What the task asks -> Copy only this range: the line with "of the violin" through the final line of the material, inclusive at both ends.

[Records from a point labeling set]
• • • • • • •

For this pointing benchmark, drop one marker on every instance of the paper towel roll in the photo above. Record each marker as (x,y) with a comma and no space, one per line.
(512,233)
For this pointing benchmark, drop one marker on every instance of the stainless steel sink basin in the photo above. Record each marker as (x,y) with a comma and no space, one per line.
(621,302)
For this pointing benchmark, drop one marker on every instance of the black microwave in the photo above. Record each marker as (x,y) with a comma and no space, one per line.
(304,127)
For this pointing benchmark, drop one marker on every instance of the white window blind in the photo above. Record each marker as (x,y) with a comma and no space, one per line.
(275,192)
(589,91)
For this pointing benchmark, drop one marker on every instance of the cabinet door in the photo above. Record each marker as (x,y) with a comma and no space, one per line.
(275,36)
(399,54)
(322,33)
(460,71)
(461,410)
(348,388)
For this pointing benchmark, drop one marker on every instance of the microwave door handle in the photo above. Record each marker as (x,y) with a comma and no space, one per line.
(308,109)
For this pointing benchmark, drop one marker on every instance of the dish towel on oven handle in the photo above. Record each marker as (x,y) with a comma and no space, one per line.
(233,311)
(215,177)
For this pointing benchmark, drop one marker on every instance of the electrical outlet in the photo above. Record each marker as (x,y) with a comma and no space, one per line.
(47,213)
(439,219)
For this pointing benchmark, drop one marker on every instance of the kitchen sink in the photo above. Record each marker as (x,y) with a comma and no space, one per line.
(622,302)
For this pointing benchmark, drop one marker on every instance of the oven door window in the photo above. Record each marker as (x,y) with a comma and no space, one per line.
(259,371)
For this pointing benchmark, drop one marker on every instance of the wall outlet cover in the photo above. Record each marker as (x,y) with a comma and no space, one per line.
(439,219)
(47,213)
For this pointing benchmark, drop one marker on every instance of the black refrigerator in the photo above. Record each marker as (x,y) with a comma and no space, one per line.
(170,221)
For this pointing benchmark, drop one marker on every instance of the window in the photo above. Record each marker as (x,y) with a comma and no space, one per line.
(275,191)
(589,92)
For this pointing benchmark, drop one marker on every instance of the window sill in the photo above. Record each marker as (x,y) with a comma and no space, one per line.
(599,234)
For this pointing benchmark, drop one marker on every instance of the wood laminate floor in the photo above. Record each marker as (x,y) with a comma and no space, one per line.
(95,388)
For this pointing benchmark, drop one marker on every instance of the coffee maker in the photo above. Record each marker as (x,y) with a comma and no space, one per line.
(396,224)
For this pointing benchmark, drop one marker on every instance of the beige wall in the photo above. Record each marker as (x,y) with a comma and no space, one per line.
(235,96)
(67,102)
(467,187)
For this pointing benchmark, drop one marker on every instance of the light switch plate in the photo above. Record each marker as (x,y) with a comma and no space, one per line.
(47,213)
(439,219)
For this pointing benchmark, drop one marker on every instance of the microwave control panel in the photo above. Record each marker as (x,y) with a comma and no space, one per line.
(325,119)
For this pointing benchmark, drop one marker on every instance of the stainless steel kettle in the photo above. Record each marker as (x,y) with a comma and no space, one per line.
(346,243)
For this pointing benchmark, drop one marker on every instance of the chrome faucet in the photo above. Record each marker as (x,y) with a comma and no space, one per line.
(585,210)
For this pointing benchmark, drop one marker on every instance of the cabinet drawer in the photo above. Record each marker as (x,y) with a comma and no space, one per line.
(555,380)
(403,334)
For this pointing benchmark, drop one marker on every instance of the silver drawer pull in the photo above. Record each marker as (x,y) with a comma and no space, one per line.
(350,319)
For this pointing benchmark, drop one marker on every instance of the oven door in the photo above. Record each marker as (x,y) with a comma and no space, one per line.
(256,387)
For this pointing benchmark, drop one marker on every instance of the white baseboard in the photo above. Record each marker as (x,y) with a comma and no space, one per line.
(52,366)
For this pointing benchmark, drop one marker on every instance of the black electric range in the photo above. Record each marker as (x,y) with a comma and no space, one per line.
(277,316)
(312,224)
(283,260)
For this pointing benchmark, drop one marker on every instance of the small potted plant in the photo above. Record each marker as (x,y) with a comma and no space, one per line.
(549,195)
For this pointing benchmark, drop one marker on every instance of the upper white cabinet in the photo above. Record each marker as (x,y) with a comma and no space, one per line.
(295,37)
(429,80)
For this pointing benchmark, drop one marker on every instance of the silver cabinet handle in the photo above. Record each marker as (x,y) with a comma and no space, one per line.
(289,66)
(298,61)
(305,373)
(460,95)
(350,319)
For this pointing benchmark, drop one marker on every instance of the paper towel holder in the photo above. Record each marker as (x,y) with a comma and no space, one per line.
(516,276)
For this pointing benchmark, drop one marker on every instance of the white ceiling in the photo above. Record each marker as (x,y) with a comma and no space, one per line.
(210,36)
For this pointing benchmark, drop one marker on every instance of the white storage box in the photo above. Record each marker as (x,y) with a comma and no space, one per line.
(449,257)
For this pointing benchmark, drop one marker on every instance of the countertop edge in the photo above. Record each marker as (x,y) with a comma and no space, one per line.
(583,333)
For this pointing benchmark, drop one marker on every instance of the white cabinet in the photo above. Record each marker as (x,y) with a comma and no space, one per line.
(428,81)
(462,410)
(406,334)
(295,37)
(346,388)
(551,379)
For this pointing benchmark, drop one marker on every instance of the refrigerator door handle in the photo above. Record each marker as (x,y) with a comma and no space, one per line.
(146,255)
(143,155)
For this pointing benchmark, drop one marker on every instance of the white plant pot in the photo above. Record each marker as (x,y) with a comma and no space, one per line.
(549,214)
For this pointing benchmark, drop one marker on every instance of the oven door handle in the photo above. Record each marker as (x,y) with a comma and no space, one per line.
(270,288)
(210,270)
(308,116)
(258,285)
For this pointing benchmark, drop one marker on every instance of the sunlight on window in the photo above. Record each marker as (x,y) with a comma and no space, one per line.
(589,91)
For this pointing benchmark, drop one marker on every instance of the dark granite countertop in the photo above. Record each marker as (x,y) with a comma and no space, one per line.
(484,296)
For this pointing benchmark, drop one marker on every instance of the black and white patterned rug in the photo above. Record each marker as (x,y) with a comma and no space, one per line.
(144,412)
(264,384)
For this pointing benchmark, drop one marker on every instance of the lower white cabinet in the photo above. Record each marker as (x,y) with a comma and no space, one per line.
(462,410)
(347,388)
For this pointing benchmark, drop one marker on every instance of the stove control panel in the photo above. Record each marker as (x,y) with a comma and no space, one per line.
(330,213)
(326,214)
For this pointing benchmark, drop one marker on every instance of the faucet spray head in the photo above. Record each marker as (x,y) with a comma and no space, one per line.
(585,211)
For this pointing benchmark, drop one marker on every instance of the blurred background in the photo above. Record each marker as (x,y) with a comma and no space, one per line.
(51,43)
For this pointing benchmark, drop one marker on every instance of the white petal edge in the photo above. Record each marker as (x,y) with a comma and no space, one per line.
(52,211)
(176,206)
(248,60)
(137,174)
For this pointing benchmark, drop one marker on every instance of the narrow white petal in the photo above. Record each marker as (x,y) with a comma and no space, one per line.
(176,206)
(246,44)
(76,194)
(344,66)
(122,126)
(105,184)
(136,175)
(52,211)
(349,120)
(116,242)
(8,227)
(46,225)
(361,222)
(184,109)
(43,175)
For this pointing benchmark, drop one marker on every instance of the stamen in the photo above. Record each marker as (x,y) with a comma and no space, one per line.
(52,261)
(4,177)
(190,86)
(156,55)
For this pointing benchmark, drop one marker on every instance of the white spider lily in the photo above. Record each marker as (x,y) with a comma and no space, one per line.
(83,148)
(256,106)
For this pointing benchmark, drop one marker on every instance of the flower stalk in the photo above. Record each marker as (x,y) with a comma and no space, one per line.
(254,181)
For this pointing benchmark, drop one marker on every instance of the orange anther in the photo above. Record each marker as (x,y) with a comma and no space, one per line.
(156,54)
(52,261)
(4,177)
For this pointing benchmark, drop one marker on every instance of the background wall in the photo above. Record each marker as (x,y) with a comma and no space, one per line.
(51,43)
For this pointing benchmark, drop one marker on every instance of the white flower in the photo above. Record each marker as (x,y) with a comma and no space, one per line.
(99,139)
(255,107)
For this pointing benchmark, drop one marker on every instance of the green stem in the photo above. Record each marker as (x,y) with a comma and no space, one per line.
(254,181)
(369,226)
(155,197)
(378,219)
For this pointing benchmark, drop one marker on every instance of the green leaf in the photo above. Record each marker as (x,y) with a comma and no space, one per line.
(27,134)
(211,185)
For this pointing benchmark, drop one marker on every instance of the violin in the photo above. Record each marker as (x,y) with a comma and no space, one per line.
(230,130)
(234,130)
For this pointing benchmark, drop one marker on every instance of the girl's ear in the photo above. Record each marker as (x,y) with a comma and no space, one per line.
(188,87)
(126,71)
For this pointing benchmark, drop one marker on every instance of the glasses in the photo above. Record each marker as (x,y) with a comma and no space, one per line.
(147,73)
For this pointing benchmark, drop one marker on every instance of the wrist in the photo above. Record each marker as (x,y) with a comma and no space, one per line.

• • • • • • •

Task solution ->
For this pointing benchmark, drop one marker on every instance of the violin in the photo above. Record each marker as (x,y) with a comma and no space, one per line.
(230,130)
(234,130)
For this pointing benchmark, drop one marker on every instance of the girl's ear in the photo above. Record each marker as (x,y) with a comma and no space, one per line.
(188,87)
(126,71)
For this pointing benchmark, drop one marker on every instance of the glasses in the photo above. Record each marker as (x,y) with a comma and no space, one per line.
(147,73)
For this pointing benchmark, drop one marker on every instance of the wrist in the photo above. Record each marker as (x,y) with a comma and no space, one per line.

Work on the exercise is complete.